- _Task objective_
Copy the listing below line for line, changing no character.

- _Dataset excerpts_

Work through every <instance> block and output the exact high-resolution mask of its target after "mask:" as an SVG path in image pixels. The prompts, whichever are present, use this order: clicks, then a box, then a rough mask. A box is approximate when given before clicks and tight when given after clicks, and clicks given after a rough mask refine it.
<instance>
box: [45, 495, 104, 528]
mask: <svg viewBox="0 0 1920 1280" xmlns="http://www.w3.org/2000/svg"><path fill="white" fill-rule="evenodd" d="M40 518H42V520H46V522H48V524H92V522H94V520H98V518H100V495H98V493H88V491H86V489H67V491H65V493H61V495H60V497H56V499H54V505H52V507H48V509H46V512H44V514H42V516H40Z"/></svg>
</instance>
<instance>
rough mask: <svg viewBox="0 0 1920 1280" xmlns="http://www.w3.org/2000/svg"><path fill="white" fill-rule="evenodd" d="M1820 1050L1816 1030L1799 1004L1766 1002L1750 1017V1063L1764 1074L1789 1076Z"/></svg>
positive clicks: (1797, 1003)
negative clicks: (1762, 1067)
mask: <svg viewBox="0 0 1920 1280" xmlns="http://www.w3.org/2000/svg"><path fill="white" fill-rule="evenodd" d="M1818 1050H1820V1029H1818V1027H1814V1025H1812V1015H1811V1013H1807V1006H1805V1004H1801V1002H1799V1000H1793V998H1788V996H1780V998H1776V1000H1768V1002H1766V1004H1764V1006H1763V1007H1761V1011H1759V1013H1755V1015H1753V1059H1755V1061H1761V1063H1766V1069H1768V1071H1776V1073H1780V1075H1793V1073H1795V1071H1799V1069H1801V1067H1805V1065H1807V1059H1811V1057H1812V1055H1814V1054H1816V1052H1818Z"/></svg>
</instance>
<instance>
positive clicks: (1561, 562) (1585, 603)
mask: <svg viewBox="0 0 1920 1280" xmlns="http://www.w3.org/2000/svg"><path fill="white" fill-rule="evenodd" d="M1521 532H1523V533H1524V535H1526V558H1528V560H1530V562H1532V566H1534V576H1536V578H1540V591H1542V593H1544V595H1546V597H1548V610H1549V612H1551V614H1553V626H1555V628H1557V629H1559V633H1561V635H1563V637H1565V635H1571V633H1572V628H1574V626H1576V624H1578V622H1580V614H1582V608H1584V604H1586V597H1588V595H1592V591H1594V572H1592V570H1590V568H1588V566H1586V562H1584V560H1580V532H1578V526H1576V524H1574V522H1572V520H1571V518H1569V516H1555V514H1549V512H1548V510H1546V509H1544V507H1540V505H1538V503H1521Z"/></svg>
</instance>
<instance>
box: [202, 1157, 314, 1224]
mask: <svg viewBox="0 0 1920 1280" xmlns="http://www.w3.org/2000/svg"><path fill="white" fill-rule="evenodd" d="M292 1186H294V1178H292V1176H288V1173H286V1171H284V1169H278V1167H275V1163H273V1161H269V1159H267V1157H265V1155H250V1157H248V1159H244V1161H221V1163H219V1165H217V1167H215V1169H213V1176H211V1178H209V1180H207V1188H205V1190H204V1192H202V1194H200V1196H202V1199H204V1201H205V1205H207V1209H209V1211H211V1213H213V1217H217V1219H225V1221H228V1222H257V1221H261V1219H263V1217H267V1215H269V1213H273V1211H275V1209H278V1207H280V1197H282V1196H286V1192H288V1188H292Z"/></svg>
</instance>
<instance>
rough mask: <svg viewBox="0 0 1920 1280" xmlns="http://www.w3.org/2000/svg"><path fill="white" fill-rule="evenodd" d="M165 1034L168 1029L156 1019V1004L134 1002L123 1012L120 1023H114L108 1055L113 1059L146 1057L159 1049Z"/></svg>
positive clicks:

- _Exercise response_
Work through every <instance> block and output the exact high-resolution mask of its target after "mask:" as an SVG path in image pixels. The prompts, whichever are present, use this order: clicks, then a box, then a rough mask. A box is approximate when given before clicks and tight when given after clicks, and clicks given after a rough mask refine it.
<instance>
box: [45, 495, 104, 528]
mask: <svg viewBox="0 0 1920 1280" xmlns="http://www.w3.org/2000/svg"><path fill="white" fill-rule="evenodd" d="M40 518H42V520H46V522H48V524H92V522H94V520H98V518H100V495H98V493H88V491H86V489H67V491H65V493H61V495H60V497H56V499H54V505H52V507H48V509H46V512H44V514H42V516H40Z"/></svg>
</instance>
<instance>
rough mask: <svg viewBox="0 0 1920 1280" xmlns="http://www.w3.org/2000/svg"><path fill="white" fill-rule="evenodd" d="M1820 1050L1816 1030L1799 1004L1766 1002L1750 1017V1063L1764 1074L1789 1076Z"/></svg>
positive clicks: (1797, 1003)
negative clicks: (1762, 1067)
mask: <svg viewBox="0 0 1920 1280" xmlns="http://www.w3.org/2000/svg"><path fill="white" fill-rule="evenodd" d="M1818 1050H1820V1029H1818V1027H1814V1025H1812V1015H1811V1013H1807V1006H1805V1004H1801V1002H1799V1000H1793V998H1788V996H1780V998H1776V1000H1768V1002H1766V1004H1764V1006H1763V1007H1761V1011H1759V1013H1755V1015H1753V1059H1755V1061H1761V1063H1766V1069H1768V1071H1776V1073H1780V1075H1793V1073H1795V1071H1799V1069H1801V1067H1805V1065H1807V1059H1811V1057H1812V1055H1814V1054H1816V1052H1818Z"/></svg>
</instance>
<instance>
positive clicks: (1561, 562) (1585, 603)
mask: <svg viewBox="0 0 1920 1280" xmlns="http://www.w3.org/2000/svg"><path fill="white" fill-rule="evenodd" d="M1521 532H1523V533H1524V535H1526V558H1528V560H1530V562H1532V566H1534V576H1536V578H1540V591H1542V593H1544V595H1546V597H1548V610H1549V612H1551V614H1553V626H1555V628H1557V629H1559V633H1561V635H1563V637H1565V635H1571V633H1572V628H1574V626H1576V624H1578V622H1580V614H1582V608H1584V604H1586V597H1588V595H1592V591H1594V572H1592V570H1590V568H1588V566H1586V562H1584V560H1580V532H1578V526H1576V524H1574V522H1572V520H1571V518H1569V516H1555V514H1549V512H1548V510H1546V509H1544V507H1540V505H1538V503H1521Z"/></svg>
</instance>
<instance>
box: [202, 1157, 314, 1224]
mask: <svg viewBox="0 0 1920 1280" xmlns="http://www.w3.org/2000/svg"><path fill="white" fill-rule="evenodd" d="M292 1186H294V1178H292V1176H288V1173H286V1171H284V1169H278V1167H275V1163H273V1161H269V1159H267V1157H265V1155H250V1157H248V1159H244V1161H221V1163H219V1165H217V1167H215V1169H213V1176H211V1178H209V1180H207V1188H205V1190H204V1192H202V1194H200V1196H202V1199H204V1201H205V1205H207V1209H209V1211H211V1213H213V1217H217V1219H225V1221H228V1222H257V1221H261V1219H263V1217H267V1215H269V1213H273V1211H275V1209H278V1207H280V1197H282V1196H286V1192H288V1188H292Z"/></svg>
</instance>
<instance>
rough mask: <svg viewBox="0 0 1920 1280" xmlns="http://www.w3.org/2000/svg"><path fill="white" fill-rule="evenodd" d="M165 1034L168 1029L156 1019V1004L134 1002L123 1012L120 1023H114L108 1055L113 1059L146 1057L159 1049Z"/></svg>
positive clicks:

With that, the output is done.